Top of PAGE EXTRACT

I can’t believe I haven’t done any updating since July! Slacker slacker slacker.
|Fall - my favorite season in the PNW - is here.|
The good news is: Deli is doing pretty darn well. The lymphangitis is still a thing but I’ve learned not to sweat the small stuff. Seeing a puffy leg now just means several things:
- She got bit by an insect and needs a loading dose of antihistamines.
- She needs more exercise and/or has been standing around too much.
So far neither of the above have affected her soundness or general comfort.
Look at her leg on a good day! This is incredible considering the trauma this leg has experienced (so my vet tells me).
I have been riding her – still bareback (with a pad) – about 3 times a week. We do “trail riding” whenever we can. Just loops around the farm fields across the street, but she enjoys that more than arena work. We have also been doing dressage work in the arena. She is sound and not terribly unfit. Now that the cooler weather and some rain has come to Portland at last the insects are no longer a bother. I’ve been able to take her off daily antihistamines. The fact that those drugs really help her highlights that she has hyper-immune allergy issues that set off inflammation more than anything.
|Foggy day on Cow Hill.|
I did get Deli tested for Cushings disease this fall and the good news is: she doesn’t have it! We received a big fat (and very clear) negative on the ACTH test. This is a relief for me because her having Cushings would have added another whole management headache. Ironically her top line and the odd fat pads also go better with the use of antihistamines (and perhaps, not using my old custom-fit saddle?!). My vet wants me to watch her heat cycles carefully next spring and have her checked for reproductive issues if I still see some irregularity in her heat cycles.
|Brian has even been riding her more!|
Despite not having Cushings I still decided to muzzle her this fall. She bloated up HUGE after two days on growing green grass and the muzzle went on. With the drought we have been in this is the first fall season we’ve had where the horses are going from NO grass to the highly sugary fall grass. It’s not even raining much yet but I plan to keep her muzzled until it’s truly winter and the grass is a bit safer. She gets high quality hay 2x a day, her supplements (I’ve added back in some cinnamon since fall is here), and lots of grass snacks as we poke along in the farm fields.
With the muzzle on she now looks good. Oddly she looks less sway-backed since I started just riding her with the bareback pad. And she is FUZZY-PLUSH with her winter coat right now!
I really am trying not to sweat the small stuff. It’s not in my nature but I think it’s about time I adopt this as a policy with my beloved chestnut mare. I push the ache of wanting to do more endurance rides away for the time being and tell myself over and over: what will be will be. The endurance season is just about over in the Pacific Northwest anyway. Next year I hope I can get Deli out more and if not I’ll try and find an appropriate endurance horse to lease or try to find pick-up rides.
I’ll be able to afford it better now because after two years of looking for the right fit I’ve finally found and been hired onto a new job! I’ll be making some predictable money while also doing agricultural policy work – something I am passionate about. It will be reasonable to start looking for a new saddle soon. Maybe down the line we can also invest in a used truck and trailer which will open up opportunities for Deli and I whatever our direction ends up being.
My vet tells me the lymphangitis doesn’t make endurance out of the question: endurance vets are more concerned with a leg that GETS fat than a leg that gets thinner. And soundness, of course. And everything I have seen over the past few months is that the exercise is the best thing for Deli. I hope extensive trail riding (and hopefully camping) is going to be a big part of next year. But with a new job... who knows? I certainly don't!

Bottom of PAGE EXTRACT
Top of DATASET EXTRACT

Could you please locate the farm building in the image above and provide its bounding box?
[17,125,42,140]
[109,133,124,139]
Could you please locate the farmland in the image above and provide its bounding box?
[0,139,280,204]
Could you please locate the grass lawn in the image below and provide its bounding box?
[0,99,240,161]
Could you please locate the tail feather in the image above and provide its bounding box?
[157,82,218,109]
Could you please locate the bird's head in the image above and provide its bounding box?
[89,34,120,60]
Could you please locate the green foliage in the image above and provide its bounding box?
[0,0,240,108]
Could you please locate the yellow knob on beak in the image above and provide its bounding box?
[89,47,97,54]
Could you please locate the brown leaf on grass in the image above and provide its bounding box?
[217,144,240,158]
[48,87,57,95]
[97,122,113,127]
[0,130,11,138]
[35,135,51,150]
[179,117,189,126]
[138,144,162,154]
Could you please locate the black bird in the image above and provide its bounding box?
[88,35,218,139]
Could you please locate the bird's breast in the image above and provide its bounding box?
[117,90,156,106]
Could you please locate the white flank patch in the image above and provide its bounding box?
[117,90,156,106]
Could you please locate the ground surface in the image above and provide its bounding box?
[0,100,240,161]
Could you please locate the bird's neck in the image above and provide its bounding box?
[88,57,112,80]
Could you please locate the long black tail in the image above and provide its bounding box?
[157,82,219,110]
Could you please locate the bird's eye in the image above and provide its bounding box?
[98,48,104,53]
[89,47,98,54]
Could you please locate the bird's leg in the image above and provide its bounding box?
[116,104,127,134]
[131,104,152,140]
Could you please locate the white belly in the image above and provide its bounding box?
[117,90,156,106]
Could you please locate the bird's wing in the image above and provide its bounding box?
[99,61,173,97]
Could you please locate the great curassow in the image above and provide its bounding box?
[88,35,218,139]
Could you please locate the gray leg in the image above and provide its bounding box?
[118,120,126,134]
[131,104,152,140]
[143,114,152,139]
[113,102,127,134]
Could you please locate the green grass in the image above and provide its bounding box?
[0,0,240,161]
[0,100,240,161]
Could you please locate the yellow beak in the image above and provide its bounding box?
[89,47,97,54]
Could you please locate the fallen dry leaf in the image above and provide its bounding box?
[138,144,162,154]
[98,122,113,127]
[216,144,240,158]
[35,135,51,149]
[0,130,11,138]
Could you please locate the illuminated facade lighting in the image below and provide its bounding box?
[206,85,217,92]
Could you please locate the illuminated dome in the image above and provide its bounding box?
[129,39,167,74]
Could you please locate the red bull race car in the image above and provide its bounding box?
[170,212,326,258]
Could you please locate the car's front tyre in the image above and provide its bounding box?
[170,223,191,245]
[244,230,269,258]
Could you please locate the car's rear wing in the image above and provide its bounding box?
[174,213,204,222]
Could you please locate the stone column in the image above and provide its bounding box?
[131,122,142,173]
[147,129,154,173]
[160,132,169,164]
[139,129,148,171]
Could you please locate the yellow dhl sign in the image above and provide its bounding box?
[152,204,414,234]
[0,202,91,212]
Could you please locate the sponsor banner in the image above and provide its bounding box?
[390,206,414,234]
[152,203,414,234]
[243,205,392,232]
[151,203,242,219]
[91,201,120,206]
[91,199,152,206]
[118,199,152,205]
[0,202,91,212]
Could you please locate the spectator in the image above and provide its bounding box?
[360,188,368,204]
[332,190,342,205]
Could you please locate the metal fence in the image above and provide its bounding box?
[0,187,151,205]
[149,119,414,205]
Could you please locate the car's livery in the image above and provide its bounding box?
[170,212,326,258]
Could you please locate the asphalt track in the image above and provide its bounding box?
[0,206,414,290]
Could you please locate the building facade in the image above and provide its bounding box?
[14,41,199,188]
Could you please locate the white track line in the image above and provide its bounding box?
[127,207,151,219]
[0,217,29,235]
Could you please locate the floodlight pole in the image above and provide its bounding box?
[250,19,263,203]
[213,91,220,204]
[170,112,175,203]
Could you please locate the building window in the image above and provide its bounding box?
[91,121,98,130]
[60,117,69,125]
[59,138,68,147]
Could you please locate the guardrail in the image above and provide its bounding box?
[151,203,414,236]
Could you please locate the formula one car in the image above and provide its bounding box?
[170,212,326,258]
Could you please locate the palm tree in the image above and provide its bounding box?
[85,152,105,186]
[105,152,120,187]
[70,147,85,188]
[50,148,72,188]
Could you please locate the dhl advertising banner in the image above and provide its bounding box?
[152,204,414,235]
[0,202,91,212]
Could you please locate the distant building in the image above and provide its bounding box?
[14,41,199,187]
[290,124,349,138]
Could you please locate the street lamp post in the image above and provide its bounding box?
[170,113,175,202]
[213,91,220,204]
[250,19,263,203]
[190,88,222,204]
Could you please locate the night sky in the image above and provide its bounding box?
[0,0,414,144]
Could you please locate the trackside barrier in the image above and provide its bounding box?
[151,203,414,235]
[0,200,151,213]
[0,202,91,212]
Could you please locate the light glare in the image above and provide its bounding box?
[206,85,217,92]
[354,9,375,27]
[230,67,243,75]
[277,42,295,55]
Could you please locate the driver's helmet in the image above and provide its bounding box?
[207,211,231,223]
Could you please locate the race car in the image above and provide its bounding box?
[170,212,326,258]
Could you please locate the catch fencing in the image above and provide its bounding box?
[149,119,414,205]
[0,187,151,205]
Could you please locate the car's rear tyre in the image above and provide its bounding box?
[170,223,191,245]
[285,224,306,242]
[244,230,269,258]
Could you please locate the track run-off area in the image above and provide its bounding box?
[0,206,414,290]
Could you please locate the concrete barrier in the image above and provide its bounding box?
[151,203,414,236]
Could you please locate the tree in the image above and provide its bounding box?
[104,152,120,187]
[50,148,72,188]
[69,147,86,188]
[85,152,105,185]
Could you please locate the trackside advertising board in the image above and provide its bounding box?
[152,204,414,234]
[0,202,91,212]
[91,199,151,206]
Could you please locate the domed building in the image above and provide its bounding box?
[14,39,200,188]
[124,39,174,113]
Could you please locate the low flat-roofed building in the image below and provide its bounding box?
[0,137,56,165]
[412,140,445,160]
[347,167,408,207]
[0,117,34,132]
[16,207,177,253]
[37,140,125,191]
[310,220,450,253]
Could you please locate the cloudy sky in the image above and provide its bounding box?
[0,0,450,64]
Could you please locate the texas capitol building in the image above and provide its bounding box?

Bottom of DATASET EXTRACT

• EXERCISE AIM
Reproduce the part of the post about Deli's fall update that starts with the words "So far neither" and stops after "more than anything.".

• TASK SOLUTION
So far neither of the above have affected her soundness or general comfort.
Look at her leg on a good day! This is incredible considering the trauma this leg has experienced (so my vet tells me).
I have been riding her – still bareback (with a pad) – about 3 times a week. We do “trail riding” whenever we can. Just loops around the farm fields across the street, but she enjoys that more than arena work. We have also been doing dressage work in the arena. She is sound and not terribly unfit. Now that the cooler weather and some rain has come to Portland at last the insects are no longer a bother. I’ve been able to take her off daily antihistamines. The fact that those drugs really help her highlights that she has hyper-immune allergy issues that set off inflammation more than anything.